Tests find evidence of Asian carp north of Twin Cities
Asian carp appear on their way to northern Minnesota waters, or may already be there.
The Minnesota Department of Natural Resources today announced DNA test results in Mississippi River waters just above a Coon Rapids dam in the northwestern Twin Cities area show the invasive carp may be present.
Nineteen of 48 tests near the dam showed silver carp DNA, three upstream of the dam. Those are the carp that are well known for leaping out of the water, at times hitting boaters.
No live fish have been found, so the DNR's Tim Schlagenhaft said the agency is investigating the possibility of false positive results.
"We must research and implement our available options to prevent or slow the movement of Asian carp upstream in our river systems, and to manage and control their populations should they become established," DNR Commissioner Tom Landwehr said.
Landwehr and others planned to further discuss the situation early this afternoon.
Schlagenhaft said that there would appear to be few of the invasive carp upstream from Coon Rapids, so there may be time to take action to keep the population small.
However, in the past carp experts have said that once the fish pass the dam, there could be no stopping them from infesting most northern Minnesota waters.
The carp have huge appetites and devour food depended on by native fish. They can eat 5 percent to 20 percent of their body weight a day.
Scientists fear that if carp take over rivers it will push native fish out of the way.
Asian carp DNA also has been found in the St. Croix River as well as several locations on the Mississippi from Hastings northwest to Coon Rapids.
The 2011 Minnesota Legislature approved spending money to upgrade the Coon Rapids dam in an effort to stop the carp's spread, but that will not be finished for more than two years.

→ Data excerpt:
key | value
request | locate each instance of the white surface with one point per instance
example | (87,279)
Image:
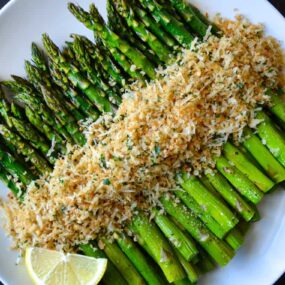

→ Problems to solve:
a - In the article on Asian carp north of the Twin Cities, how much of their body weight can the carp eat in a day?
b - Reproduce the Asian carp article verbatim from "Schlagenhaft said that" to "to Coon Rapids.".

→ Solutions per task:
a - They can eat 5 percent to 20 percent of their body weight a day.

b -
Schlagenhaft said that there would appear to be few of the invasive carp upstream from Coon Rapids, so there may be time to take action to keep the population small.
However, in the past carp experts have said that once the fish pass the dam, there could be no stopping them from infesting most northern Minnesota waters.
The carp have huge appetites and devour food depended on by native fish. They can eat 5 percent to 20 percent of their body weight a day.
Scientists fear that if carp take over rivers it will push native fish out of the way.
Asian carp DNA also has been found in the St. Croix River as well as several locations on the Mississippi from Hastings northwest to Coon Rapids.